# [TASK OBJECTIVE]
The records below hold a stretch from the line with "segment --region=front bumper" through the line with "segment --region=headlight"; return exactly those lines, ends included, and nothing more.

Segment Open

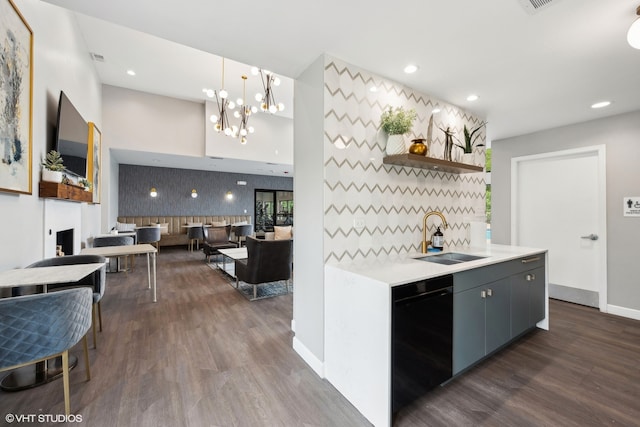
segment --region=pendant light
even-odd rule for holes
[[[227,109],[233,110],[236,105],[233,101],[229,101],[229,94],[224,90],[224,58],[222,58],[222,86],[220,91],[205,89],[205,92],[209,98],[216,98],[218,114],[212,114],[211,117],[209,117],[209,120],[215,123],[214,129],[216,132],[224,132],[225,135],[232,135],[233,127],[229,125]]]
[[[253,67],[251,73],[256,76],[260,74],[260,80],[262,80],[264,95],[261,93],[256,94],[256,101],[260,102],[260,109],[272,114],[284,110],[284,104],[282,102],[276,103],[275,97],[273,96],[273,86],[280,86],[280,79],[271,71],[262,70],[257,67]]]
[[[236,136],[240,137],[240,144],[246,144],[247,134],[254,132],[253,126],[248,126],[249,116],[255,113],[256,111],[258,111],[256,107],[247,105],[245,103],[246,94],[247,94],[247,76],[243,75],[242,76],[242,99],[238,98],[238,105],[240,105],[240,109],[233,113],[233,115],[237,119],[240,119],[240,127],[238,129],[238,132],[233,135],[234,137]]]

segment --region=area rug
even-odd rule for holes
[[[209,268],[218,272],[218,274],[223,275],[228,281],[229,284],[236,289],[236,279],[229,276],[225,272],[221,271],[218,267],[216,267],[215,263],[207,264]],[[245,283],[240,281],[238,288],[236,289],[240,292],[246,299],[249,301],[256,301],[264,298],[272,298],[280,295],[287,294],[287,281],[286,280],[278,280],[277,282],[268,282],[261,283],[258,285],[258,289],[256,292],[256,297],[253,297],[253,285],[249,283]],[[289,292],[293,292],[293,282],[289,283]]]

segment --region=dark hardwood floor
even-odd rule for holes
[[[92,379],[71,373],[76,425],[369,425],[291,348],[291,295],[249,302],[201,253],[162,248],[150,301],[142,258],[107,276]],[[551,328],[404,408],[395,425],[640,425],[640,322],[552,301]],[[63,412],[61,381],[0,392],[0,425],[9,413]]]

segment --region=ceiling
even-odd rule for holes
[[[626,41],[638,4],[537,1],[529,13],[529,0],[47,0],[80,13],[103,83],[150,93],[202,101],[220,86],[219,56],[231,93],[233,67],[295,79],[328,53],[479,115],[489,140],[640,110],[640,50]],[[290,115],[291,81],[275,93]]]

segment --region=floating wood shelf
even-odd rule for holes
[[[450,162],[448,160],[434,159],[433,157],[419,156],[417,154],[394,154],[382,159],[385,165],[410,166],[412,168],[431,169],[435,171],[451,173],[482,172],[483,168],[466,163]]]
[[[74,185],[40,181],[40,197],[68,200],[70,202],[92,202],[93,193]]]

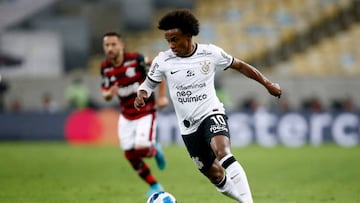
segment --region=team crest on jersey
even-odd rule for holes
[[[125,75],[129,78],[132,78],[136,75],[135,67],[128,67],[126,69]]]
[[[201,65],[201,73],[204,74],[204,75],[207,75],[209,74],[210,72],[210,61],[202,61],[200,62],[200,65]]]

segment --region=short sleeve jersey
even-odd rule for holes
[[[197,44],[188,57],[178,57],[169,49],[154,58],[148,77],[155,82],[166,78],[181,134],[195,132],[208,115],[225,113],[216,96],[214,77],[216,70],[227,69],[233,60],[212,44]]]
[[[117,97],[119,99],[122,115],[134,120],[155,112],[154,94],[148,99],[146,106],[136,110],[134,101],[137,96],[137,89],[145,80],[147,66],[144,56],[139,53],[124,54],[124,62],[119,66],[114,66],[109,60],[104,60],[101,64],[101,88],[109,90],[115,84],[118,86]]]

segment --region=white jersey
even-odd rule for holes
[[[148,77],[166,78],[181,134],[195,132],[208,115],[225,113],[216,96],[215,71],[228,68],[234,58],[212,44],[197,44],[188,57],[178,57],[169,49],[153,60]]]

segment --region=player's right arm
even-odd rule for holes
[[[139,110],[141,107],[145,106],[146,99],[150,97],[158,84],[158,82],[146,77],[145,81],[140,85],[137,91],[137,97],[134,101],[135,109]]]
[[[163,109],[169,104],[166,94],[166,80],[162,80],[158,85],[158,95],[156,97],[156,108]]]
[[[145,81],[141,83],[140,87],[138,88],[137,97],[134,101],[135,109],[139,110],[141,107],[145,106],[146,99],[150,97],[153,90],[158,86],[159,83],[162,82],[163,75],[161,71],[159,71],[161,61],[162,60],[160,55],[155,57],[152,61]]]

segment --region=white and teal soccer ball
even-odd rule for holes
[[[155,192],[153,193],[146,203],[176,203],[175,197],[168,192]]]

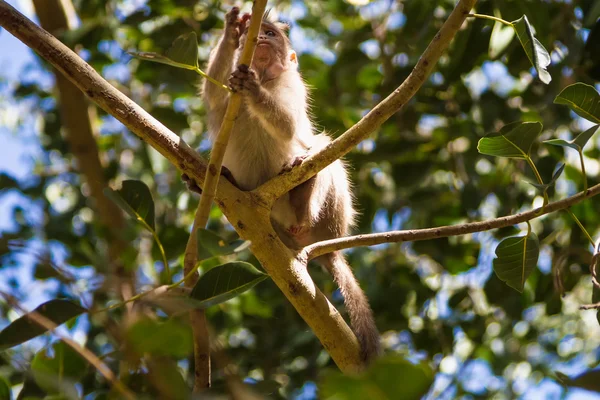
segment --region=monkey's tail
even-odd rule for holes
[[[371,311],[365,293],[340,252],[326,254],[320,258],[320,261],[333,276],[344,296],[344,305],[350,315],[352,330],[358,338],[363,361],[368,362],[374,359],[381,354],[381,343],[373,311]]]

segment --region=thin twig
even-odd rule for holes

Segment Closed
Segment Open

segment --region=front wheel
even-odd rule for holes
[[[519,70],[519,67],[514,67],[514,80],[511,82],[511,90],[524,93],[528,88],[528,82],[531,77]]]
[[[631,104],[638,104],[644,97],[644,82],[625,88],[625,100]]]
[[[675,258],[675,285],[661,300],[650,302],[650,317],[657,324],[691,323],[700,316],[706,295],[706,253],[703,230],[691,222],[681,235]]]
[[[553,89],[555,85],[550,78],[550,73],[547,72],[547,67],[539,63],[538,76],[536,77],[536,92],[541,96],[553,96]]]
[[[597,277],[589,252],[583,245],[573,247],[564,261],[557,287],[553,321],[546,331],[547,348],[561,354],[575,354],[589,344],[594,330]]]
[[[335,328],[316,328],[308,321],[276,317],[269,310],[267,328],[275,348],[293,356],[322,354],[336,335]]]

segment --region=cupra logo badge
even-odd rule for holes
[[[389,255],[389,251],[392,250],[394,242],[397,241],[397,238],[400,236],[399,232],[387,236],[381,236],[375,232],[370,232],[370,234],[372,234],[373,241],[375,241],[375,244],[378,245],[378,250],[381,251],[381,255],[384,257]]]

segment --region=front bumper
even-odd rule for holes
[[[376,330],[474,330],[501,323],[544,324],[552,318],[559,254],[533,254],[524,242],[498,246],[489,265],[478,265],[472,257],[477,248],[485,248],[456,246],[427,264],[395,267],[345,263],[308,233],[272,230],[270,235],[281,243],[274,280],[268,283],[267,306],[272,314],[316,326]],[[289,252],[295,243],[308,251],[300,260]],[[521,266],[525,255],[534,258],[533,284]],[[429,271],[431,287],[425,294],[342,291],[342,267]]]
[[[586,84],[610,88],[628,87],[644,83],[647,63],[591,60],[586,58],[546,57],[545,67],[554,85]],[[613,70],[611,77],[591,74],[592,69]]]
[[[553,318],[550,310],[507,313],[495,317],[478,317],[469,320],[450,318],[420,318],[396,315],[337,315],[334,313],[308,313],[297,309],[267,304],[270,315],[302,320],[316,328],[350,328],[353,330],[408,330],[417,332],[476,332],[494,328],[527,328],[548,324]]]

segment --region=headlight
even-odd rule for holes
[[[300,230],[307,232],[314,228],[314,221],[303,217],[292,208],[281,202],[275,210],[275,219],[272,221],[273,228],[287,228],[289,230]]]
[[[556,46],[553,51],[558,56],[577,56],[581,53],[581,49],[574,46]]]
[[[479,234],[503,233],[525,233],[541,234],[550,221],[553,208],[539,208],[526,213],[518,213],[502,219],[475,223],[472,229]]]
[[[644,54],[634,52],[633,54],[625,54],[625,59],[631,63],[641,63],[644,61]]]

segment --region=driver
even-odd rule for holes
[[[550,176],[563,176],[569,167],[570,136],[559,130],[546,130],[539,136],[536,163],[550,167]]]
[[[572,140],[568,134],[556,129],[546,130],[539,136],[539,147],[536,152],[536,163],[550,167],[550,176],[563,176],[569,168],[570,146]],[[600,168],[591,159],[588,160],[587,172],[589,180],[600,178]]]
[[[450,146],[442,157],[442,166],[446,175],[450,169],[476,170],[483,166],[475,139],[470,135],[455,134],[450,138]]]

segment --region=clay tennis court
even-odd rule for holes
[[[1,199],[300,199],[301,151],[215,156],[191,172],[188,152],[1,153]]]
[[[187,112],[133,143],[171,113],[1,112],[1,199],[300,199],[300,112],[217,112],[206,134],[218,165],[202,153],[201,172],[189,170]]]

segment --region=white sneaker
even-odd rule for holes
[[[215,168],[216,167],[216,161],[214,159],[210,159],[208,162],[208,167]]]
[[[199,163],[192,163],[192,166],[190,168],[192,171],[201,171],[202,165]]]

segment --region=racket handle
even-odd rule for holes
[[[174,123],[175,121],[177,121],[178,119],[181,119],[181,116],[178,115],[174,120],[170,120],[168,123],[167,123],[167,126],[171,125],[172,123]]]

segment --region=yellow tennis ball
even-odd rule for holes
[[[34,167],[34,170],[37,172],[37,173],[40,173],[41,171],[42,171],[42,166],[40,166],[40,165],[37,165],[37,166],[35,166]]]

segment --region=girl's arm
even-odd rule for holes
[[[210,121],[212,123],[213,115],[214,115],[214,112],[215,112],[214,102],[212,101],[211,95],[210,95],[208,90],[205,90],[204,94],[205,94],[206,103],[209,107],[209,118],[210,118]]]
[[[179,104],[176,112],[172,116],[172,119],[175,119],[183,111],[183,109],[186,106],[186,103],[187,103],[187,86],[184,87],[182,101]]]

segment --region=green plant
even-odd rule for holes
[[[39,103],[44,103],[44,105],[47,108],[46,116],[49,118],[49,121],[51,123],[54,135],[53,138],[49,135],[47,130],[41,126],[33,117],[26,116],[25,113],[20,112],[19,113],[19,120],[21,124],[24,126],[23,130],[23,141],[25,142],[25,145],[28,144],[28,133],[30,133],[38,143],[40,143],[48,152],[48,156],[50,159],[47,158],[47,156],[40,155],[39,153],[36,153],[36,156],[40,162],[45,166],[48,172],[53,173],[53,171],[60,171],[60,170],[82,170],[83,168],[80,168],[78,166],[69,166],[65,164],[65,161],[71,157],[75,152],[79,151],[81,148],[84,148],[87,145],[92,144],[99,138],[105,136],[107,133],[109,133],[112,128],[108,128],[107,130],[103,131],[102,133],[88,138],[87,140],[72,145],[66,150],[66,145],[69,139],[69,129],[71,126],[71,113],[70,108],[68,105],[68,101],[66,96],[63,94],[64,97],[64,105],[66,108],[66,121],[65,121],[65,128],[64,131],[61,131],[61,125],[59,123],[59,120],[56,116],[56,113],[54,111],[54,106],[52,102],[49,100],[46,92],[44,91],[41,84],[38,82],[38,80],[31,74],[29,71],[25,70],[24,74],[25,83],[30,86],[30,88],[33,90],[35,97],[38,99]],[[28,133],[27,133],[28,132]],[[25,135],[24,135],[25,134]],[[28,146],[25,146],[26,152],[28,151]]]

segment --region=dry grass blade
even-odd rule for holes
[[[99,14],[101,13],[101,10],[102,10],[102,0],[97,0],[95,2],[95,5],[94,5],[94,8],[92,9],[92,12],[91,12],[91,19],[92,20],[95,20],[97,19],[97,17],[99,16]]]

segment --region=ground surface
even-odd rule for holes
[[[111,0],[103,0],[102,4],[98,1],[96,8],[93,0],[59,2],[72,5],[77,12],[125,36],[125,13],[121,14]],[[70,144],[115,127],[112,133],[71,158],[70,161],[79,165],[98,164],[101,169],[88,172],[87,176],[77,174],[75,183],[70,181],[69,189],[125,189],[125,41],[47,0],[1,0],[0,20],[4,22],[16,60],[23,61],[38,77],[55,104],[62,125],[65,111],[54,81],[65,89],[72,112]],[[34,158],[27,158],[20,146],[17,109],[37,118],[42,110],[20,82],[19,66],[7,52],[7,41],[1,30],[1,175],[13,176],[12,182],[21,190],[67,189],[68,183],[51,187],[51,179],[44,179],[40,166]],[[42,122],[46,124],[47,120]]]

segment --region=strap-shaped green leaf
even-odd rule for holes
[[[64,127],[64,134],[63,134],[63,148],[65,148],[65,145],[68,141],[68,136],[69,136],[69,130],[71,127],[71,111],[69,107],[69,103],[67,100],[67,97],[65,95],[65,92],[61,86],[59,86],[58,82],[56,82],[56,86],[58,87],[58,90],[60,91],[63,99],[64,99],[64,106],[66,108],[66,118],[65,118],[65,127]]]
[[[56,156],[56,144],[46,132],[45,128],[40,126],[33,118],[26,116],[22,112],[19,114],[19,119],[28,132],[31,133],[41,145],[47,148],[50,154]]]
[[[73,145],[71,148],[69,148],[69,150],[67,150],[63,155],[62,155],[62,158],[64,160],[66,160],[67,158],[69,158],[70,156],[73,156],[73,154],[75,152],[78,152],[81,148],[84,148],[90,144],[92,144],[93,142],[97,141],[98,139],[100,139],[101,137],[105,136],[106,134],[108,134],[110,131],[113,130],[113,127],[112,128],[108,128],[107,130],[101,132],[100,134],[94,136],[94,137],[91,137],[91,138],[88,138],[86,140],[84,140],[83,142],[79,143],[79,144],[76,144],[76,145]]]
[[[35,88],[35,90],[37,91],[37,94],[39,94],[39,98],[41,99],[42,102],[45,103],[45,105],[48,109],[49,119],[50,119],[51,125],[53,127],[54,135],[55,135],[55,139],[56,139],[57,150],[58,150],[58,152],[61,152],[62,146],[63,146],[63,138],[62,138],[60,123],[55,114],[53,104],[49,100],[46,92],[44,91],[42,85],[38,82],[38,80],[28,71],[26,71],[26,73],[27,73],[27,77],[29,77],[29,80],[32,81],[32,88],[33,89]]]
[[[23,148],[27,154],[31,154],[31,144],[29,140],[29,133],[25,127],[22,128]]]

Segment Closed

# [RESPONSE AREA]
segment --region=front bumper
even-odd rule for holes
[[[376,330],[474,330],[501,323],[544,324],[552,318],[559,254],[533,254],[524,242],[498,246],[489,265],[478,265],[472,257],[477,248],[485,248],[456,246],[427,264],[395,267],[345,263],[308,233],[272,230],[270,235],[281,243],[274,280],[268,283],[267,306],[272,314],[316,326]],[[289,252],[295,243],[308,251],[300,260]],[[521,266],[525,255],[534,258],[533,284]],[[429,271],[431,287],[425,294],[342,291],[342,267]]]
[[[586,84],[610,88],[628,87],[644,83],[647,63],[591,60],[586,58],[546,57],[545,67],[554,85]],[[613,70],[611,77],[591,74],[592,69]]]
[[[553,318],[550,310],[507,313],[495,317],[478,317],[469,320],[450,318],[420,318],[396,315],[337,315],[334,313],[308,313],[297,309],[267,304],[270,315],[302,320],[316,328],[350,328],[353,330],[408,330],[417,332],[476,332],[494,328],[527,328],[548,324]]]

segment --region=headlight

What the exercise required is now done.